__The task__
Count the lines in the listing below that contain the string "point", matching case exactly, and give only that number.

__Supplied data__
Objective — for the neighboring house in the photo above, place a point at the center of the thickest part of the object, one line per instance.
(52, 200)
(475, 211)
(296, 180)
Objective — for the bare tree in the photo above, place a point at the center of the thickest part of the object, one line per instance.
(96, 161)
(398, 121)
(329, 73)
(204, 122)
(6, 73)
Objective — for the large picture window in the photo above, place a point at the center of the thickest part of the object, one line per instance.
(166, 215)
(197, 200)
---
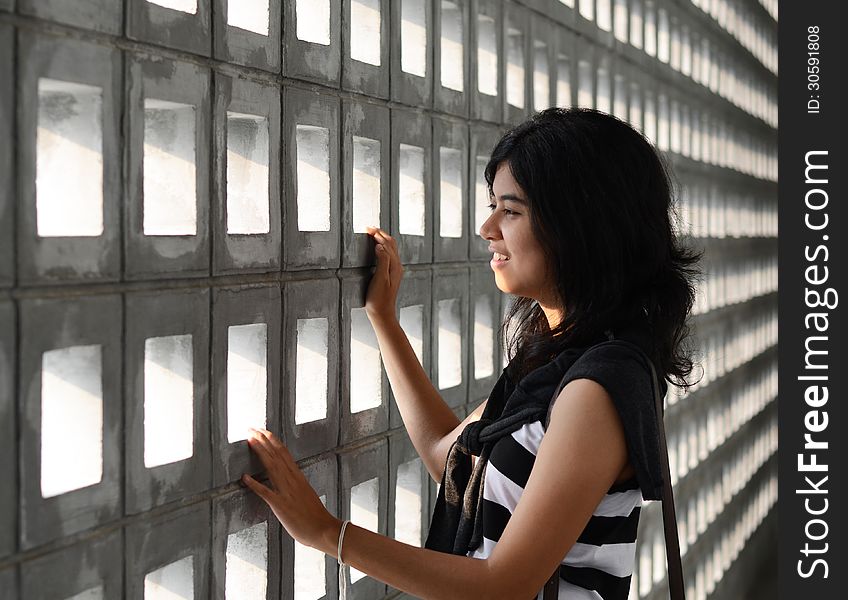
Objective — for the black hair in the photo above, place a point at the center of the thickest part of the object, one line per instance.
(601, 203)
---
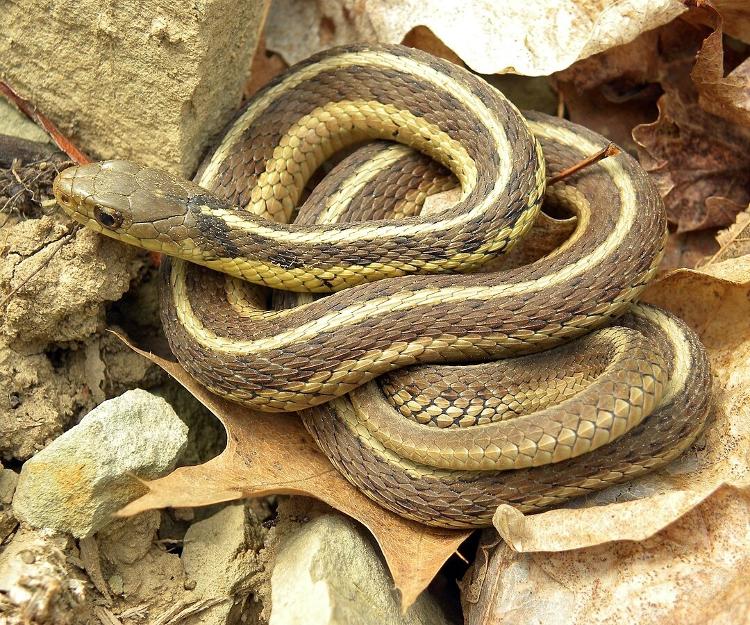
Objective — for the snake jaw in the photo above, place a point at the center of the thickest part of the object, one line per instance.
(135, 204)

__Problem solution__
5